- **What you should do**: Without the pictures, copy the entries below word for word.

- **Data provided**:

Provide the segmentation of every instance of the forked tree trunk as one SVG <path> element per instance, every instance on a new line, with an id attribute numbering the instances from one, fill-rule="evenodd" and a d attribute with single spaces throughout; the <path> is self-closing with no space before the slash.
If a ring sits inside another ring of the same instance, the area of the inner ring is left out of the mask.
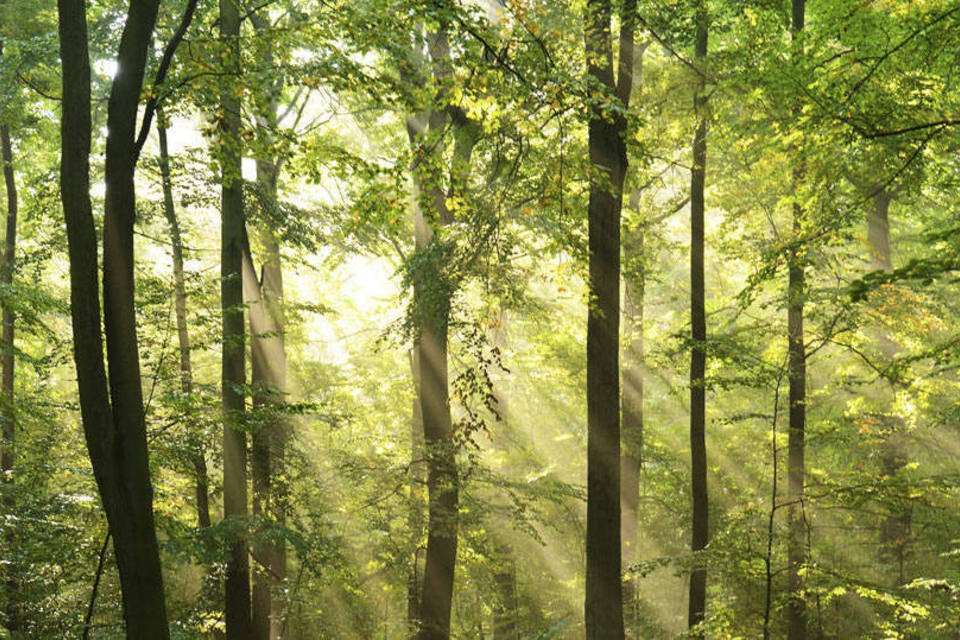
<path id="1" fill-rule="evenodd" d="M 410 378 L 413 382 L 413 402 L 410 415 L 410 512 L 407 524 L 414 540 L 413 553 L 410 557 L 410 569 L 407 574 L 407 626 L 415 631 L 420 626 L 420 589 L 423 575 L 424 548 L 420 543 L 423 518 L 423 487 L 426 484 L 423 457 L 425 447 L 423 443 L 423 412 L 420 408 L 420 362 L 418 349 L 410 350 Z"/>
<path id="2" fill-rule="evenodd" d="M 2 48 L 0 48 L 2 51 Z M 3 263 L 0 265 L 0 282 L 9 290 L 16 273 L 17 258 L 17 183 L 13 175 L 13 145 L 10 142 L 10 126 L 0 125 L 0 151 L 3 160 L 3 183 L 7 192 L 7 231 L 3 242 Z M 3 395 L 0 420 L 3 421 L 0 443 L 0 473 L 3 474 L 3 512 L 15 515 L 17 504 L 14 492 L 13 467 L 16 455 L 17 414 L 16 397 L 14 395 L 14 321 L 16 319 L 13 308 L 9 303 L 3 305 L 3 336 L 2 353 L 0 353 L 0 393 Z M 12 551 L 16 544 L 14 527 L 8 524 L 6 535 L 7 549 Z M 11 556 L 12 557 L 12 556 Z M 11 635 L 16 636 L 20 631 L 19 607 L 19 580 L 17 579 L 17 565 L 7 563 L 7 578 L 4 584 L 4 610 L 6 613 L 6 628 Z"/>
<path id="3" fill-rule="evenodd" d="M 260 60 L 273 69 L 273 38 L 263 15 L 254 12 L 251 23 L 261 38 Z M 257 158 L 257 184 L 266 207 L 277 205 L 280 163 L 269 157 L 277 128 L 277 96 L 282 80 L 274 81 L 257 100 L 258 136 L 262 150 Z M 269 219 L 269 216 L 265 216 Z M 283 269 L 276 234 L 267 227 L 259 230 L 263 266 L 256 291 L 251 292 L 250 341 L 253 404 L 261 420 L 251 436 L 253 513 L 275 525 L 286 520 L 286 494 L 282 483 L 288 440 L 283 414 L 287 391 L 287 360 L 284 339 Z M 251 265 L 252 266 L 252 265 Z M 255 276 L 255 274 L 254 274 Z M 253 572 L 254 640 L 278 640 L 283 627 L 283 601 L 276 598 L 286 581 L 286 548 L 276 536 L 259 536 L 254 548 L 257 561 Z"/>
<path id="4" fill-rule="evenodd" d="M 802 54 L 804 1 L 793 0 L 791 33 Z M 794 190 L 803 179 L 803 162 L 794 160 Z M 794 194 L 796 197 L 796 193 Z M 793 205 L 793 233 L 797 241 L 788 256 L 787 282 L 787 378 L 790 384 L 790 412 L 787 435 L 787 492 L 789 501 L 787 532 L 787 637 L 805 640 L 807 637 L 806 601 L 803 593 L 803 566 L 806 563 L 806 523 L 803 505 L 805 475 L 805 432 L 807 420 L 807 354 L 803 334 L 803 306 L 806 296 L 806 248 L 799 242 L 806 212 Z"/>
<path id="5" fill-rule="evenodd" d="M 158 2 L 133 2 L 108 104 L 104 210 L 104 324 L 90 201 L 90 63 L 83 0 L 59 0 L 63 61 L 61 197 L 70 254 L 74 360 L 87 448 L 114 540 L 128 638 L 169 637 L 153 522 L 133 284 L 135 128 Z"/>
<path id="6" fill-rule="evenodd" d="M 867 195 L 873 199 L 873 208 L 867 219 L 867 240 L 872 252 L 872 266 L 874 269 L 891 273 L 893 261 L 890 251 L 890 203 L 895 194 L 883 184 L 874 184 L 870 185 Z M 883 327 L 877 327 L 875 339 L 884 362 L 891 362 L 897 352 L 897 343 L 893 337 Z M 887 389 L 884 397 L 892 405 L 894 390 Z M 907 456 L 902 436 L 898 433 L 901 421 L 896 416 L 889 416 L 886 422 L 890 435 L 883 442 L 880 457 L 884 475 L 893 478 L 907 463 Z M 892 559 L 896 566 L 895 586 L 902 586 L 907 582 L 906 559 L 910 546 L 910 500 L 902 493 L 895 496 L 895 504 L 884 518 L 880 535 L 881 555 L 888 561 Z"/>
<path id="7" fill-rule="evenodd" d="M 704 287 L 704 187 L 707 174 L 707 116 L 704 65 L 707 58 L 708 16 L 705 0 L 697 7 L 697 40 L 695 60 L 699 69 L 693 108 L 697 131 L 693 138 L 693 169 L 690 172 L 690 477 L 693 497 L 693 526 L 690 549 L 694 554 L 690 573 L 690 599 L 687 624 L 694 637 L 702 638 L 698 625 L 704 621 L 707 608 L 707 569 L 697 557 L 709 540 L 707 495 L 707 311 Z"/>
<path id="8" fill-rule="evenodd" d="M 173 181 L 170 177 L 170 150 L 167 144 L 167 122 L 162 109 L 157 109 L 157 136 L 160 139 L 160 183 L 163 190 L 163 214 L 170 225 L 170 245 L 173 249 L 173 308 L 177 323 L 177 350 L 180 354 L 180 390 L 193 393 L 193 365 L 190 359 L 190 330 L 187 326 L 187 287 L 183 269 L 183 237 L 173 200 Z M 191 434 L 192 436 L 193 434 Z M 191 445 L 190 463 L 193 467 L 194 502 L 197 524 L 210 526 L 210 480 L 203 444 Z"/>
<path id="9" fill-rule="evenodd" d="M 221 50 L 229 75 L 240 73 L 240 14 L 235 0 L 220 0 Z M 223 515 L 230 523 L 225 589 L 227 640 L 249 640 L 250 560 L 247 540 L 247 438 L 243 431 L 246 383 L 243 322 L 243 182 L 240 100 L 233 82 L 221 86 L 220 304 L 223 312 Z"/>
<path id="10" fill-rule="evenodd" d="M 450 47 L 442 29 L 430 34 L 429 54 L 434 80 L 442 86 L 450 73 Z M 445 96 L 439 96 L 438 99 L 442 102 Z M 439 145 L 442 141 L 448 121 L 454 149 L 450 162 L 450 186 L 445 192 L 440 171 L 426 156 L 434 153 L 433 145 Z M 455 284 L 447 273 L 446 252 L 434 250 L 435 243 L 441 240 L 436 237 L 431 221 L 441 227 L 453 221 L 447 201 L 451 197 L 464 195 L 471 156 L 479 134 L 476 125 L 462 112 L 444 104 L 409 117 L 407 133 L 411 147 L 417 154 L 413 171 L 418 192 L 416 250 L 429 256 L 413 278 L 413 313 L 417 331 L 414 348 L 419 363 L 429 505 L 417 638 L 447 640 L 450 637 L 460 508 L 460 478 L 450 416 L 447 357 L 447 329 Z"/>
<path id="11" fill-rule="evenodd" d="M 622 7 L 619 82 L 613 72 L 610 3 L 588 0 L 584 15 L 587 74 L 629 106 L 636 3 Z M 587 210 L 590 310 L 587 315 L 587 640 L 623 639 L 620 546 L 620 211 L 627 170 L 622 113 L 592 113 L 593 176 Z"/>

- **Written response**:
Provide the segmentation of every instance of the forked tree trunk as one SVG <path> element per instance, every instance on a new line, with an id attribute numbering the instances from one, fill-rule="evenodd" and a d attribute with single spaces throughout; the <path> is self-closing with no space before the slash.
If a ring sits inside another ring of the same instance, the area of the inner ring is left out of the mask.
<path id="1" fill-rule="evenodd" d="M 410 378 L 413 382 L 413 402 L 410 415 L 410 512 L 407 524 L 414 540 L 413 553 L 410 557 L 410 569 L 407 574 L 407 626 L 415 631 L 420 626 L 420 589 L 423 575 L 424 548 L 420 543 L 423 518 L 423 487 L 426 484 L 423 457 L 425 447 L 423 443 L 423 412 L 420 408 L 420 362 L 418 349 L 410 350 Z"/>
<path id="2" fill-rule="evenodd" d="M 2 48 L 0 48 L 2 51 Z M 3 263 L 0 265 L 0 282 L 9 290 L 16 273 L 17 258 L 17 183 L 13 175 L 13 145 L 10 142 L 10 126 L 0 125 L 0 151 L 3 160 L 3 183 L 7 192 L 7 231 L 3 242 Z M 3 395 L 0 420 L 3 421 L 0 443 L 0 473 L 3 474 L 3 512 L 15 515 L 17 504 L 14 492 L 13 467 L 16 455 L 17 414 L 16 397 L 14 395 L 14 321 L 16 319 L 13 308 L 9 303 L 3 305 L 3 336 L 2 353 L 0 353 L 0 393 Z M 12 551 L 16 544 L 14 527 L 8 524 L 6 535 L 7 549 Z M 11 556 L 12 557 L 12 556 Z M 11 635 L 16 636 L 20 631 L 19 607 L 19 580 L 17 579 L 17 565 L 7 563 L 7 578 L 4 584 L 4 610 L 6 613 L 6 628 Z"/>
<path id="3" fill-rule="evenodd" d="M 260 60 L 273 69 L 273 38 L 263 15 L 254 12 L 251 23 L 261 38 Z M 257 158 L 257 184 L 266 207 L 277 205 L 280 163 L 269 157 L 277 128 L 277 96 L 282 80 L 274 81 L 257 100 L 258 136 L 262 150 Z M 269 219 L 269 216 L 265 216 Z M 283 269 L 276 234 L 267 227 L 259 230 L 263 266 L 256 291 L 251 292 L 250 341 L 253 404 L 261 420 L 251 436 L 253 513 L 275 525 L 286 520 L 286 494 L 282 483 L 288 440 L 283 414 L 287 391 L 287 360 L 284 339 Z M 251 265 L 252 266 L 252 265 Z M 255 276 L 255 274 L 254 274 Z M 253 572 L 254 640 L 278 640 L 283 627 L 283 601 L 276 598 L 286 581 L 286 548 L 276 536 L 259 536 L 254 548 L 257 561 Z"/>
<path id="4" fill-rule="evenodd" d="M 802 54 L 804 1 L 793 0 L 791 33 Z M 794 190 L 803 179 L 803 162 L 794 160 Z M 794 194 L 796 197 L 796 193 Z M 793 205 L 793 233 L 797 241 L 788 256 L 787 282 L 787 378 L 790 384 L 790 412 L 787 435 L 787 492 L 789 501 L 787 532 L 787 637 L 805 640 L 807 637 L 806 601 L 803 593 L 803 566 L 806 563 L 806 523 L 803 505 L 805 475 L 805 432 L 807 420 L 807 354 L 803 334 L 803 306 L 806 296 L 806 248 L 799 242 L 806 212 Z"/>
<path id="5" fill-rule="evenodd" d="M 158 2 L 133 2 L 108 104 L 104 210 L 104 324 L 90 201 L 90 63 L 83 0 L 59 0 L 63 61 L 61 197 L 70 254 L 74 360 L 87 448 L 114 540 L 128 638 L 169 637 L 153 522 L 133 284 L 135 128 Z"/>
<path id="6" fill-rule="evenodd" d="M 867 195 L 873 199 L 873 208 L 867 219 L 867 240 L 872 252 L 872 266 L 874 269 L 891 273 L 893 261 L 890 251 L 890 203 L 895 194 L 883 184 L 874 184 L 870 185 Z M 883 327 L 877 327 L 875 339 L 884 362 L 891 362 L 897 352 L 897 343 L 893 337 Z M 887 389 L 884 397 L 892 405 L 894 390 Z M 907 456 L 902 436 L 898 433 L 901 421 L 896 416 L 889 416 L 886 422 L 890 435 L 883 442 L 880 457 L 884 475 L 893 478 L 907 463 Z M 892 559 L 896 566 L 895 586 L 902 586 L 907 582 L 906 559 L 910 546 L 910 500 L 902 493 L 895 496 L 895 504 L 884 518 L 880 535 L 881 555 L 888 561 Z"/>
<path id="7" fill-rule="evenodd" d="M 704 287 L 704 187 L 707 174 L 707 116 L 704 65 L 707 58 L 708 16 L 705 0 L 697 7 L 697 40 L 695 60 L 699 69 L 693 108 L 697 131 L 693 138 L 693 169 L 690 172 L 690 477 L 693 497 L 693 526 L 690 549 L 694 554 L 690 573 L 690 599 L 687 624 L 694 637 L 702 638 L 698 625 L 704 621 L 707 608 L 707 569 L 697 557 L 709 540 L 707 495 L 707 311 Z"/>
<path id="8" fill-rule="evenodd" d="M 173 181 L 170 177 L 170 150 L 167 144 L 167 122 L 162 109 L 157 109 L 157 136 L 160 139 L 160 183 L 163 190 L 163 214 L 170 225 L 170 245 L 173 249 L 173 308 L 177 323 L 177 350 L 180 354 L 180 390 L 193 393 L 193 365 L 190 359 L 190 330 L 187 326 L 187 287 L 183 269 L 183 237 L 173 200 Z M 191 434 L 192 436 L 193 434 Z M 191 445 L 190 463 L 193 467 L 194 502 L 197 524 L 210 526 L 210 480 L 203 444 Z"/>
<path id="9" fill-rule="evenodd" d="M 221 50 L 229 75 L 240 73 L 240 14 L 235 0 L 220 0 Z M 223 515 L 230 523 L 225 589 L 227 640 L 249 640 L 250 560 L 247 540 L 247 438 L 243 431 L 246 383 L 243 322 L 243 182 L 240 100 L 233 82 L 221 86 L 220 304 L 223 312 Z"/>
<path id="10" fill-rule="evenodd" d="M 450 47 L 442 29 L 430 34 L 429 54 L 434 80 L 442 86 L 450 73 Z M 445 96 L 439 96 L 438 99 L 442 102 Z M 439 145 L 442 141 L 448 121 L 454 149 L 450 162 L 450 186 L 445 192 L 440 171 L 426 156 L 434 153 L 433 145 Z M 455 284 L 447 273 L 446 252 L 434 250 L 435 243 L 441 240 L 436 237 L 431 221 L 441 227 L 453 221 L 447 201 L 451 197 L 464 195 L 471 156 L 479 134 L 476 125 L 462 112 L 444 104 L 409 117 L 407 133 L 411 147 L 417 154 L 413 171 L 418 192 L 416 250 L 429 256 L 413 278 L 413 313 L 417 331 L 414 348 L 419 363 L 429 505 L 417 638 L 447 640 L 450 637 L 460 508 L 460 478 L 450 416 L 447 357 L 447 329 Z"/>
<path id="11" fill-rule="evenodd" d="M 622 7 L 619 82 L 613 72 L 610 3 L 588 0 L 584 15 L 587 74 L 629 106 L 636 3 Z M 587 210 L 590 310 L 587 315 L 587 640 L 623 639 L 620 546 L 620 211 L 627 170 L 622 113 L 592 113 L 593 176 Z"/>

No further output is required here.